_Text provided_:
──────────

World Menstrual Hygiene Day
Knowledge is power, and to empower young girls it is essential to educate them about menstrual hygiene and health. Every year World menstrual hygiene day is observed on 28th March to end the stigma around menstruation. Menstrual health, which is still surrounded by societal stigmas around the globe, needs more awareness and education. Menstrual hygiene and health for millions of people who menstruate have been suffering due to a lack of awareness and stigmas around the topic. Now, the Covid pandemic has exacerbated the situation. According to A 2015 survey by the Ministry of Education, in India, 63% of schools in villages, teachers never discussed menstruation and how to deal with it hygienically. Lack of adequate facilities, sanitary napkins, and awareness many girls have to miss their schools when they get their periods. Silence, stigma, and taboo around menstrual health often lead to serious health problems, including UTIs, infections, and even cervical cancer.
Why do we need Menstrual Hygiene day?
Menstrual Hygiene Day is observed around the globe on 28th March. This specific day signifies the average days of a menstrual cycle, which are 28 and usually, and people menstruate an average of five days each month, and May is the fifth month of the year. On this day, people, NGOs, and governmental organizations come together to raise awareness and take initiatives regarding menstrual health. This day is an effort to end the silence and stigma around menstruation.
This year’s theme for Menstrual Hygiene day is “Action and Investment in Menstrual Hygiene and Health.” Amidst the global pandemic, lack of resources and poverty has impacted the health of millions of people who menstruate. This day signifies the efforts to end the stigma and period of poverty in the world.

──────────

_Extracted material_:
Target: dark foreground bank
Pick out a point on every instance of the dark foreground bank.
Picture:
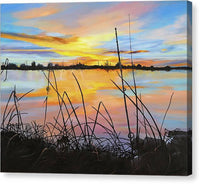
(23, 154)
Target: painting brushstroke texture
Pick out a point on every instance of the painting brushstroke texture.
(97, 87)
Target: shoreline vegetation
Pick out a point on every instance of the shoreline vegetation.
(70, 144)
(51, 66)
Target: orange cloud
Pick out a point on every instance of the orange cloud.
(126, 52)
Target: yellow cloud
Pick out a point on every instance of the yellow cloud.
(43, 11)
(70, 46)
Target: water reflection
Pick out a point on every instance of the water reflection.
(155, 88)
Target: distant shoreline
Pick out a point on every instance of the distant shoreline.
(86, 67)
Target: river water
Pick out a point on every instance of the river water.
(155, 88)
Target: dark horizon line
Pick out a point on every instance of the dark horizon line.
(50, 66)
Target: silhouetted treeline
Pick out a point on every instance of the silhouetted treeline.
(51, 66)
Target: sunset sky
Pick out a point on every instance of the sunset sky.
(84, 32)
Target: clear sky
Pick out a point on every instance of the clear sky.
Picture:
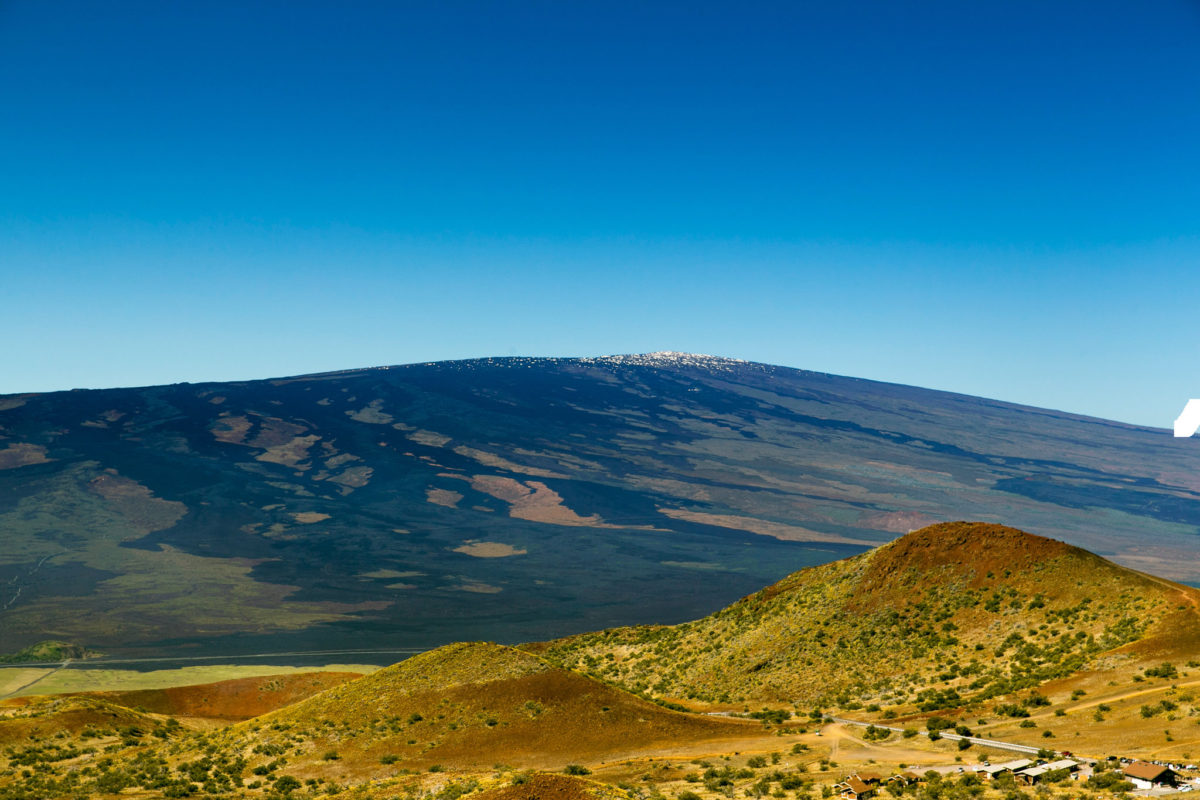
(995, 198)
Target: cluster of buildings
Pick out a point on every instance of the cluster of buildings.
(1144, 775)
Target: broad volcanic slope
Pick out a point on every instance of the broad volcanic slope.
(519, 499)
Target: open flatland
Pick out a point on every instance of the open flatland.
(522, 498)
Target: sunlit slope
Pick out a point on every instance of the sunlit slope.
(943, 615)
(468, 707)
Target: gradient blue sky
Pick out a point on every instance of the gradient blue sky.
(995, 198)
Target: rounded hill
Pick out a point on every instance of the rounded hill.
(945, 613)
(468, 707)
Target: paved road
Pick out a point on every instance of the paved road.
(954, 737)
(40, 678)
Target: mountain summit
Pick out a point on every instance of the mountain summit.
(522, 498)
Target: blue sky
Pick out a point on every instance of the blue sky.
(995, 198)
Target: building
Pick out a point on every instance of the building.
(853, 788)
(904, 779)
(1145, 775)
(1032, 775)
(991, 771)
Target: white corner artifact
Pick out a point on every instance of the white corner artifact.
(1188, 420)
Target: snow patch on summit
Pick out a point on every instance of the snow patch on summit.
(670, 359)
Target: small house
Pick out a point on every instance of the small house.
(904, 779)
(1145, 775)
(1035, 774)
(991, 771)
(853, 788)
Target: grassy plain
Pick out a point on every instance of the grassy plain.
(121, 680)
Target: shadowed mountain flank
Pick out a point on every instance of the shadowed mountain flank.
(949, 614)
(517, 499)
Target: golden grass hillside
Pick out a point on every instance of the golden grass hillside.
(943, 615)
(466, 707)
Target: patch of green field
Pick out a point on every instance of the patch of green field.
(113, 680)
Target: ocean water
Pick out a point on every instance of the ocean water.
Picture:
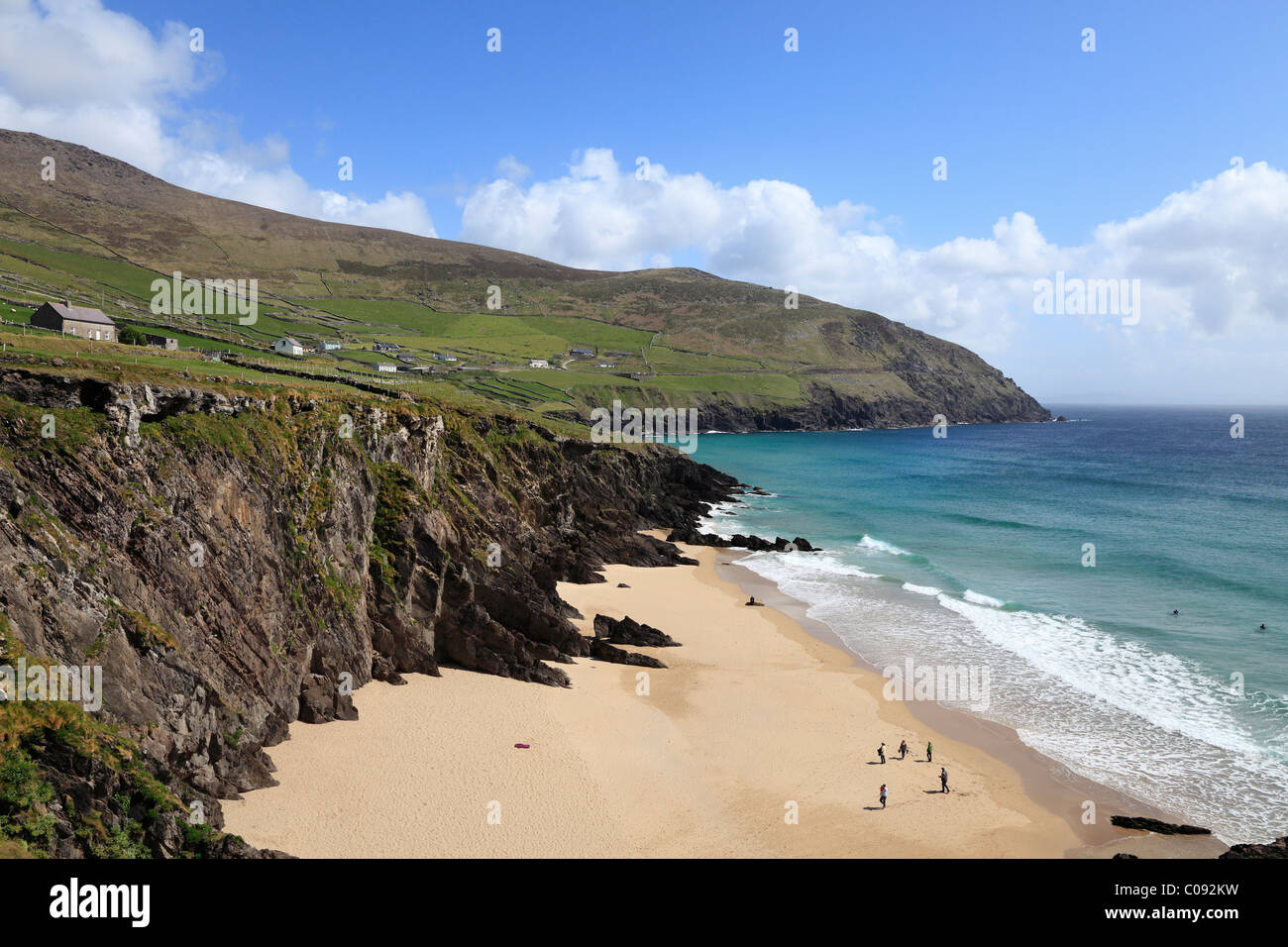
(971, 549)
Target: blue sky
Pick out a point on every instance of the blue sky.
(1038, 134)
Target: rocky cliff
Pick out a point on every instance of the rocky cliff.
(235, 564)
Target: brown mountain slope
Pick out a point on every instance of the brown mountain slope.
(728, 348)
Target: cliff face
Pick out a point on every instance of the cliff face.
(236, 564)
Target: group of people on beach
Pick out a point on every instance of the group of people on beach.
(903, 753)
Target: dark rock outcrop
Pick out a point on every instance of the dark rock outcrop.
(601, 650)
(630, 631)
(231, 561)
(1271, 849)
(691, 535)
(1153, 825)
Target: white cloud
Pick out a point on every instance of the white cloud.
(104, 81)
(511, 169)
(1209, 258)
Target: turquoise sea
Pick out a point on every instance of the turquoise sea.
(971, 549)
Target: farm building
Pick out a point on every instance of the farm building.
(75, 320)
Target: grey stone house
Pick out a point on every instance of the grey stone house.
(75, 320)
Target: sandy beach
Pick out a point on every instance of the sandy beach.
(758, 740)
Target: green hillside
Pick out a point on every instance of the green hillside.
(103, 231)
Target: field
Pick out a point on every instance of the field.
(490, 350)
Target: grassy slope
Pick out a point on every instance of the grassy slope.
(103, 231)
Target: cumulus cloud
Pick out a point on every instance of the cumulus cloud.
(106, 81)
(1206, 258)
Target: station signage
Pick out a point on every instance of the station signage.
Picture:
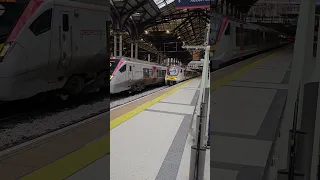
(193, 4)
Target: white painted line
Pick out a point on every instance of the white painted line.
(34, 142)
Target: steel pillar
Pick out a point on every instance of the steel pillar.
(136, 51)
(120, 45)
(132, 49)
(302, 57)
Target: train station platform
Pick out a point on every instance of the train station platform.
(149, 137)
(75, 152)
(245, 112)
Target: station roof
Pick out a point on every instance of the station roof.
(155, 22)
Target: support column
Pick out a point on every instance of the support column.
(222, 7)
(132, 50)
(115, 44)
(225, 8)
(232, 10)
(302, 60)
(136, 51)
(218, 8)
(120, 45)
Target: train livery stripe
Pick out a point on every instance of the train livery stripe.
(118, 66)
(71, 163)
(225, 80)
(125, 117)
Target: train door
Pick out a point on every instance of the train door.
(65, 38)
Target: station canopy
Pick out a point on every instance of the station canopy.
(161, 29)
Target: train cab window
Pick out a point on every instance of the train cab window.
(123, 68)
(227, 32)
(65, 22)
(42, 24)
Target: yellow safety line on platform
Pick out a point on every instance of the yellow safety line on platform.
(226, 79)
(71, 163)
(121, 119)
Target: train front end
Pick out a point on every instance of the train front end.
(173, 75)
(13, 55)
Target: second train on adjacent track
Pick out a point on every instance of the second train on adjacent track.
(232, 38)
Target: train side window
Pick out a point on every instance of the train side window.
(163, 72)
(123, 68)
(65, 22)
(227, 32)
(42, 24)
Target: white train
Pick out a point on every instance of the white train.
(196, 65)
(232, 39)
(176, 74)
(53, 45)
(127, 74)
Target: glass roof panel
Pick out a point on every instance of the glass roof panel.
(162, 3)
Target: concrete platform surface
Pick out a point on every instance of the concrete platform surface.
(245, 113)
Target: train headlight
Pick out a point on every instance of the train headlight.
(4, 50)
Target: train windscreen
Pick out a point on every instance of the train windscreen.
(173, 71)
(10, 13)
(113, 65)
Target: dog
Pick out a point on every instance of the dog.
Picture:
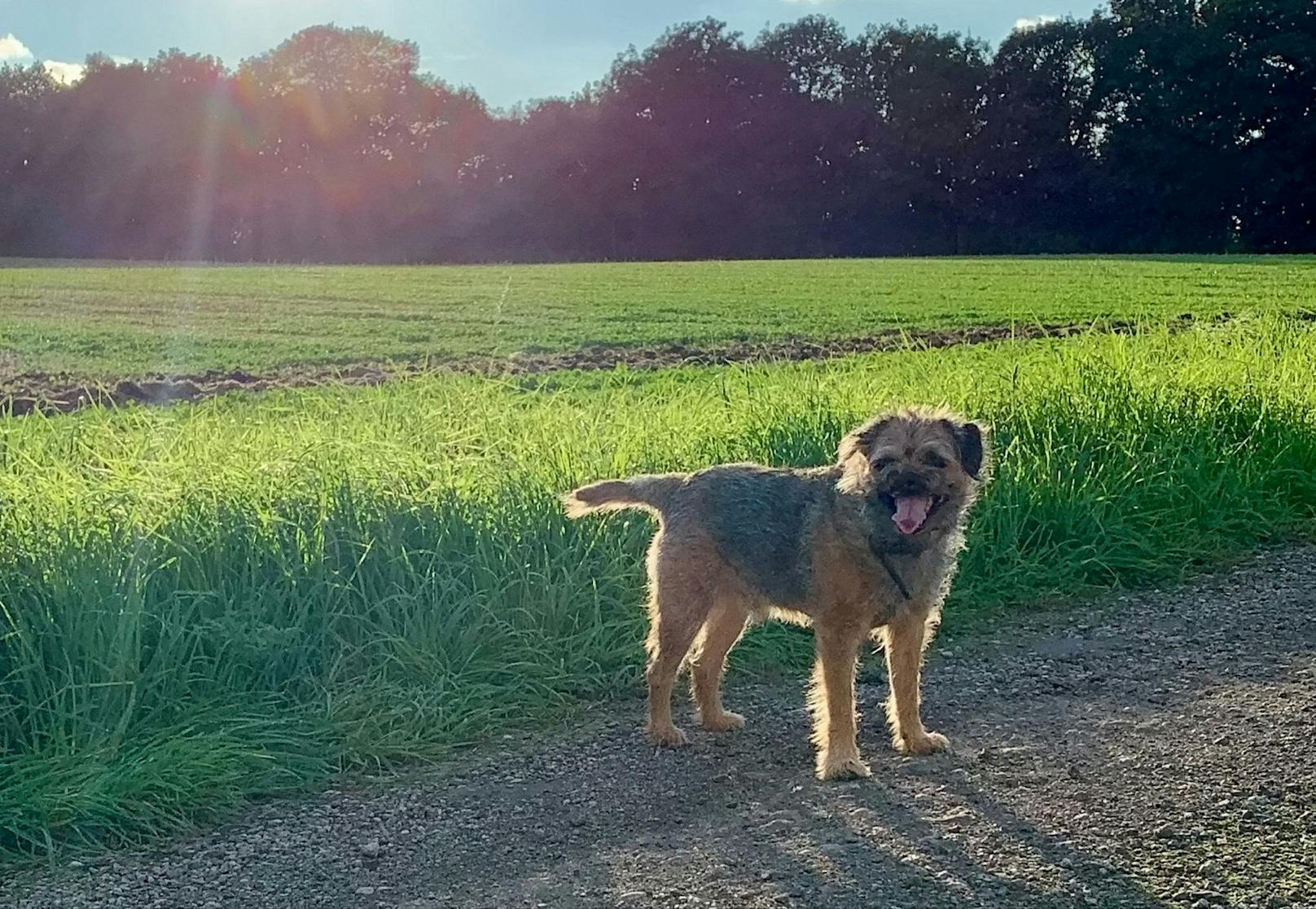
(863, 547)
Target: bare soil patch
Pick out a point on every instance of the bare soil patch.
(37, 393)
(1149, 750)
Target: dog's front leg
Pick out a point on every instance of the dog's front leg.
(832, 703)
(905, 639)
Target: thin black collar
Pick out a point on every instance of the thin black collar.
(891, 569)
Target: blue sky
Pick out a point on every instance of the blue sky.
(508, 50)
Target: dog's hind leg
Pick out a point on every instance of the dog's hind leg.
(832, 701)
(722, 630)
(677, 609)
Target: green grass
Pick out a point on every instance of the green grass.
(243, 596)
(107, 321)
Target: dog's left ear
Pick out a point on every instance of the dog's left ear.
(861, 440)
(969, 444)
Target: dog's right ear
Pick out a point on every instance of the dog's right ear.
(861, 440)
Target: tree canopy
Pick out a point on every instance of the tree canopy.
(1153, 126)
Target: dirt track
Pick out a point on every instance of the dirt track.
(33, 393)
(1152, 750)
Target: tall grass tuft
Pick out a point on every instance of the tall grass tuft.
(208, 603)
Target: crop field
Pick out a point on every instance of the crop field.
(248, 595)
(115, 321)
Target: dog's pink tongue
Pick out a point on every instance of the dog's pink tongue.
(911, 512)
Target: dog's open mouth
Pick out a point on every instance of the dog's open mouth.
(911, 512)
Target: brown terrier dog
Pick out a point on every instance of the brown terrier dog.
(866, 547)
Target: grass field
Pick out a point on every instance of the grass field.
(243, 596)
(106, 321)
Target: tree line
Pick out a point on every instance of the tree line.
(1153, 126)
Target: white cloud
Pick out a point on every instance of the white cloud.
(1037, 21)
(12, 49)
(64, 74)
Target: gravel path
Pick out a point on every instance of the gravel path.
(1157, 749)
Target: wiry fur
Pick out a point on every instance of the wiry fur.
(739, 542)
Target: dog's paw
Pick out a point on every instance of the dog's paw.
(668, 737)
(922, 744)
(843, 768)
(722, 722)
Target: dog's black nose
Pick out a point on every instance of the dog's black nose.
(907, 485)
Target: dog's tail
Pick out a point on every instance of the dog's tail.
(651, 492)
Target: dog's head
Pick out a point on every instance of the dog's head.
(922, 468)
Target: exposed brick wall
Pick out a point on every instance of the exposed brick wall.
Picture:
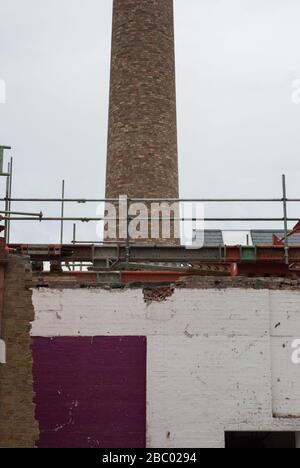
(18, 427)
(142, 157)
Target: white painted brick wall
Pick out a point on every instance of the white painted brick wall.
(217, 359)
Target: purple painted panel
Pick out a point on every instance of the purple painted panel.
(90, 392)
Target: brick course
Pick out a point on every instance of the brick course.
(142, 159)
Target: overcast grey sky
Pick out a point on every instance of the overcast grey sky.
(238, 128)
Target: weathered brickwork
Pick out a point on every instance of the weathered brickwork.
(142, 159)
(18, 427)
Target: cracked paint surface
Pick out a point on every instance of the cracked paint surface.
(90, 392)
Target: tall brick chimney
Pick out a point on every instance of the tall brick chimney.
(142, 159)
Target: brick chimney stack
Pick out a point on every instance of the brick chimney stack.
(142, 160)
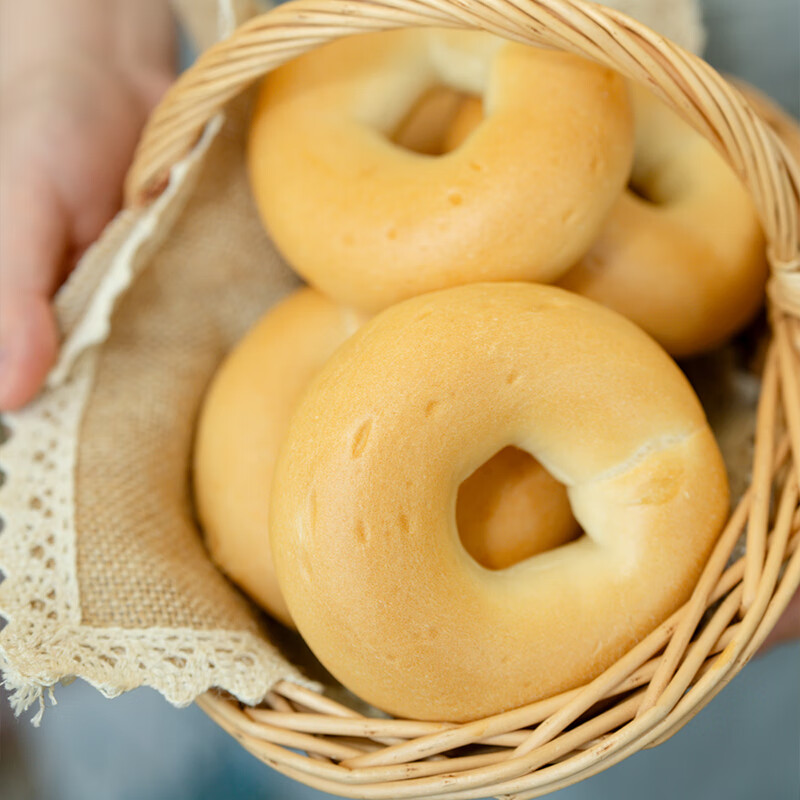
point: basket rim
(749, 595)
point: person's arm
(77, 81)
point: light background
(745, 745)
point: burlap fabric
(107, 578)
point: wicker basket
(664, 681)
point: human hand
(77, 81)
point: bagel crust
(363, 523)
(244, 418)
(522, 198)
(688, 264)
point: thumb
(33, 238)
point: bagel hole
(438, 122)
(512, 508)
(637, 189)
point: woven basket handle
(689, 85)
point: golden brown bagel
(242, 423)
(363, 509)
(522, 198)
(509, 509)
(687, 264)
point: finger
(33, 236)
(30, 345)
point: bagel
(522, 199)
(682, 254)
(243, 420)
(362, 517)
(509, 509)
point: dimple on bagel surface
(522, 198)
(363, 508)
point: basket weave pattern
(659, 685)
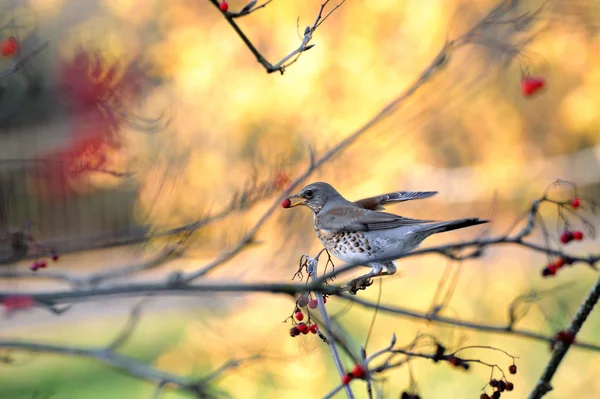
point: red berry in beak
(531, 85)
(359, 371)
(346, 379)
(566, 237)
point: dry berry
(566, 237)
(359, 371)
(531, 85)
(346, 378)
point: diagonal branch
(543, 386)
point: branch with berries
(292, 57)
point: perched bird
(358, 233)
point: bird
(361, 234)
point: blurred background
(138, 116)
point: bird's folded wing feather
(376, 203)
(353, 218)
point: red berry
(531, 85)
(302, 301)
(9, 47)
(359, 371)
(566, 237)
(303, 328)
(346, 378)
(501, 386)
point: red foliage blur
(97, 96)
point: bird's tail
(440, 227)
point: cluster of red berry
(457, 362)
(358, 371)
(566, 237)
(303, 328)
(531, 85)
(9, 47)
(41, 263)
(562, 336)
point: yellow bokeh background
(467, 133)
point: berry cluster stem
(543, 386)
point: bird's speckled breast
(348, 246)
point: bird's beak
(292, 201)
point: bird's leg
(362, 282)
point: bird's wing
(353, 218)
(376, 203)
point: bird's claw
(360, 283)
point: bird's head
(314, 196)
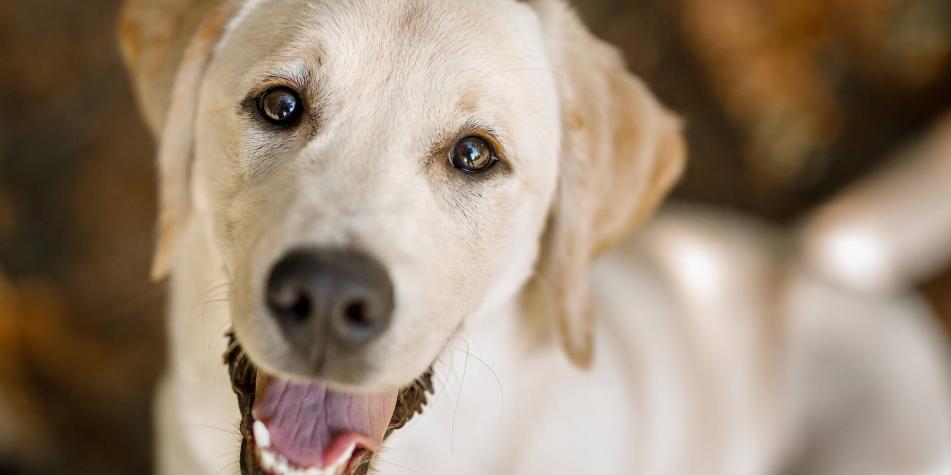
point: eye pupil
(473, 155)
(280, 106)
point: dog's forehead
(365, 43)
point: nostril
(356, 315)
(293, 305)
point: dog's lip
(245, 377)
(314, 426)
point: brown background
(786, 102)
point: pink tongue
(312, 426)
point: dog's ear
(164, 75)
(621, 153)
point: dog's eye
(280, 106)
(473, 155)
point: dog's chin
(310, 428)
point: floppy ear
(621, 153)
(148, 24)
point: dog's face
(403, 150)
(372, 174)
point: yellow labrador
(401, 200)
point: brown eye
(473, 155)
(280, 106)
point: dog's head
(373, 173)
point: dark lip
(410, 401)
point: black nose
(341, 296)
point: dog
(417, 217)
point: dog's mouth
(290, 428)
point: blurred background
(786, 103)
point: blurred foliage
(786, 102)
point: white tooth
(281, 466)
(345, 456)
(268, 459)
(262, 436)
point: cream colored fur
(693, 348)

──────────

_Assignment_: Pick up the World Menstrual Hygiene Day text after its last sentence and carry it forward. The entries were taken from a separate source and are unrelated to the text on World Menstrual Hygiene Day.

_Answer_:
What is period poverty?
Period poverty refers to inadequate facilities, lack of access to menstrual supplies and education. According to the Indian Ministry of Health report, only 12% of menstruators in India have access to proper period products. The remaining 88% who don’t have appropriate menstrual supplies, are primarily dependent on unsafe materials like rags, cloth, hay, plastic, and ash as their only alternatives. Apart from inaccessibility to safe products, social stigma, isolation, and myths around the subject increase the problems for menstruation people.
However, there is some improvement in ending the stigma, but there is a long way to go. Social media platforms like Twitter, Facebook, and Instagram are playing a huge role in initiating conversations around menstruation and breaking the silence. Access to menstrual hygiene should not be a matter of privilege, but it is the fundamental right of all those who menstruate. As individuals, societies, and organizations, each of us can contribute our bit by taking initiatives and educating ourselves and around us on menstrual health and hygiene.
Disclaimer: Views expressed above are the author’s personal opinion.